> **TEXTE À LIRE**
Tous ceux qui assistaient à l'exécution étaient désarmés, à l'exception d'un maréchal ferrant du 3e chasseurs, et avant que l'Arabe eût le temps de frapper, il vint croiser le fer avec lui. Les Kabyles ne sont pas forts sur l'escrime, surtout lorsqu'ils se servent de nos armes, et, avant que celui-ci eût eu le temps de parer, il était atteint de trois ou quatre coups de pointe. Le combat, comme les anciens tournois, avait eu lieu devant trois ou quatre mille hommes. Le corps resta sur le champ de bataille, et à la nuit fut enlevé par les Abd-en-Hour.
Mentionnons un fait qui semble se rattacher aux anciens temps de la Bible. Quand un Kabyle vient à mourir, celui des frères du défunt qui le premier enlève un objet quelconque à la tête de la veuve, celui-là a le droit de l'épouser. Si, au lieu d'essayer de lui enlever cet objet, il égorge un chevreau en son honneur, le droit est le même. Il n'y a pas d'exemple que la veuve ait jamais essayé de se soustraire à cette convention.
Nous avons tous connu Bou-Maza, le Père de la chèvre, ce pauvre prophète qui, comme la brillante Esmeralda, devait le prestige qui l'entourait à la chèvre qui caracolait autour de lui. Cet autre El-Mohdy, qui devait demeurer invulnérable et chasser nos soldats devant l'éclair de ses yeux, et qui, prisonnier et nourri à un louis par jour aux frais du gouvernement, vint amuser la curiosité des Parisiens jusqu'au moment où la révolution de février, qu'il avait oublié de prédire, vint l'épouvanter à un tel point qu'il s'enfuit de Paris et qu'on ne le rattrapa qu'à Brest.

> **SÉRIE D'EXERCICES**
1 > Relevez tous les noms propres de personnages individuels qui figurent dans le texte sur les Kabyles.
2 > Recopiez à l'identique toutes les lignes des enregistrements qui suivent.

> **DONNÉES D'ENTRÉE**
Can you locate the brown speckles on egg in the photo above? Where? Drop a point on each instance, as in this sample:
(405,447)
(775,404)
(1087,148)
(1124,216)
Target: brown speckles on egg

> **RÉSULTATS DES EXERCICES**
1 > Bou-Maza, Esmeralda, El-Mohdy

2 >
Can you locate the brown speckles on egg in the photo above? Where? Drop a point on each instance, as in this sample:
(405,447)
(775,404)
(1087,148)
(1124,216)
Target: brown speckles on egg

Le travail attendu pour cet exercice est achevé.